(Entries from an annotation dataset)
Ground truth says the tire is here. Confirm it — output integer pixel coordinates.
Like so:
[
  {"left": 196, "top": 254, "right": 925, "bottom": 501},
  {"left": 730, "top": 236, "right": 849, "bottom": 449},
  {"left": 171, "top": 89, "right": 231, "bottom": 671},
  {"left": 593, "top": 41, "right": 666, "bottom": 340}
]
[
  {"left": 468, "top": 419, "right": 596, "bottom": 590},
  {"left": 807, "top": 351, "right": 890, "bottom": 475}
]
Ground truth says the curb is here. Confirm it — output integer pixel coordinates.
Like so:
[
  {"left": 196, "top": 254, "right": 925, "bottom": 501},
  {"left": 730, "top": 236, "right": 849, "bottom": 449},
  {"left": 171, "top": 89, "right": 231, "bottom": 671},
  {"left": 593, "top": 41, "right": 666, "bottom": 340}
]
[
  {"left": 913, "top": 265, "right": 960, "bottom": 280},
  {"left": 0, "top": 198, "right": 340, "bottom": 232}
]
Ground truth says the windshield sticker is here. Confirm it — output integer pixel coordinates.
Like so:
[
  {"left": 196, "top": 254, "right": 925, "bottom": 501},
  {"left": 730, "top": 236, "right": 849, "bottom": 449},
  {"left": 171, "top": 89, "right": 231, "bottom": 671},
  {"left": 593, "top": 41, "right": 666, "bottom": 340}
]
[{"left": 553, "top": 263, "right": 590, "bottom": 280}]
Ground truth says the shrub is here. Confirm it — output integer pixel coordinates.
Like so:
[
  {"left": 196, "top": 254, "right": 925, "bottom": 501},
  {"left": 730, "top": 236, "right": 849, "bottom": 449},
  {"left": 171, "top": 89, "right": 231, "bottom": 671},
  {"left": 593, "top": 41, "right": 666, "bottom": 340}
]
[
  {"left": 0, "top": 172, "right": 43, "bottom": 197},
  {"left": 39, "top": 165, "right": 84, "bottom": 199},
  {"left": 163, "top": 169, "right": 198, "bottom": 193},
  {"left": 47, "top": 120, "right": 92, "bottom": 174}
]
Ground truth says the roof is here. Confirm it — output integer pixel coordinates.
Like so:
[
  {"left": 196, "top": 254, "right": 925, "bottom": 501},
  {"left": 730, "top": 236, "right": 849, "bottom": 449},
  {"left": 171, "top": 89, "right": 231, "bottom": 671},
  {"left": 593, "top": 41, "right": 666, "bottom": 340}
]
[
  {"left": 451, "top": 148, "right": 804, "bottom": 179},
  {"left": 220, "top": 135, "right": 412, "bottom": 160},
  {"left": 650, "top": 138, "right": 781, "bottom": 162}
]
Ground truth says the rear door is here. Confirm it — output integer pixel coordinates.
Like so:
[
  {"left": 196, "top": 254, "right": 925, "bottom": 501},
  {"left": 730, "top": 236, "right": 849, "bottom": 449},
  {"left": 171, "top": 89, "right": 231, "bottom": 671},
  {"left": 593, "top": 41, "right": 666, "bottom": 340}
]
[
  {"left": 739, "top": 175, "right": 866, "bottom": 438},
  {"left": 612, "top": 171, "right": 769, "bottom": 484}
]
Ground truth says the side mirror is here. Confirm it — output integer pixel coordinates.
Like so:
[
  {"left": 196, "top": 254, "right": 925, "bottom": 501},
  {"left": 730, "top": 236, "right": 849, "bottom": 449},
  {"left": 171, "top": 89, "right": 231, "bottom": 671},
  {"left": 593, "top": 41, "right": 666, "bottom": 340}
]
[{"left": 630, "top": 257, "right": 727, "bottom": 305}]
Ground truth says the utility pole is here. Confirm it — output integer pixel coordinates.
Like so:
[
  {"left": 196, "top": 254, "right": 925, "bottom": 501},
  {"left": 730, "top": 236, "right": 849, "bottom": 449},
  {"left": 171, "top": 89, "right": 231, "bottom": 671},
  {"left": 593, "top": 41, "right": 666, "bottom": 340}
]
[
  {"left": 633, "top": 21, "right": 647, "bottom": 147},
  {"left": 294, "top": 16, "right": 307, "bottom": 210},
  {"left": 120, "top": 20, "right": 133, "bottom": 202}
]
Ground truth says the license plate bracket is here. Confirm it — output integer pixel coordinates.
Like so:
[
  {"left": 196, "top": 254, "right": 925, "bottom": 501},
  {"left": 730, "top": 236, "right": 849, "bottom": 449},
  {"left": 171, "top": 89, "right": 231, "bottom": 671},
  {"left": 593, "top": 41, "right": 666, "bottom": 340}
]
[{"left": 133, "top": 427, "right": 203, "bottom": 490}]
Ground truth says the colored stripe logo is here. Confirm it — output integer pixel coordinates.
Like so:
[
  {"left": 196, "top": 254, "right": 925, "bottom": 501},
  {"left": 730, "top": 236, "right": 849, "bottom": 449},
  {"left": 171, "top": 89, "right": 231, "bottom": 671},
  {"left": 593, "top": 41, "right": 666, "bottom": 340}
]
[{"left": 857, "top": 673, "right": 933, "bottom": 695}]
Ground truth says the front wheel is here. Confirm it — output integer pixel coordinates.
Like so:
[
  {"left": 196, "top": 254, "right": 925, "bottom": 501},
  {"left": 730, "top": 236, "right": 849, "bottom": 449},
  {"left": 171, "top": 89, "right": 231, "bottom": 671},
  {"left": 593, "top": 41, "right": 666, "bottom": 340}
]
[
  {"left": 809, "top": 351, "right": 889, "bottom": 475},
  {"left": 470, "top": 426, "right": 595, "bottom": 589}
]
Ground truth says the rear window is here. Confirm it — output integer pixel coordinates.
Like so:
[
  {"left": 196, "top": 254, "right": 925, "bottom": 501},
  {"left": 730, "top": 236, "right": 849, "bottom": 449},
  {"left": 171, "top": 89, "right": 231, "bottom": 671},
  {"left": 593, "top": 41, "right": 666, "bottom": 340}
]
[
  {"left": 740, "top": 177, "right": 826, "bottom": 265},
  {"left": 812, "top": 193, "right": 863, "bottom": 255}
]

Exercise directions
Output the stretch of records from the line containing "Ground truth says the rear window" through the end of the records as a JSON list of strings, one string per line and no blank lines.

Task answer
[
  "Ground truth says the rear window is here. Confirm it — output integer pixel coordinates.",
  "Like so:",
  "[",
  "  {\"left\": 196, \"top\": 254, \"right\": 925, \"bottom\": 501},",
  "  {\"left\": 730, \"top\": 236, \"right\": 849, \"bottom\": 449},",
  "  {\"left\": 171, \"top\": 89, \"right\": 231, \"bottom\": 671},",
  "  {\"left\": 593, \"top\": 41, \"right\": 666, \"bottom\": 340}",
  "]",
  "[",
  "  {\"left\": 740, \"top\": 177, \"right\": 826, \"bottom\": 265},",
  "  {\"left\": 812, \"top\": 193, \"right\": 863, \"bottom\": 255}",
  "]"
]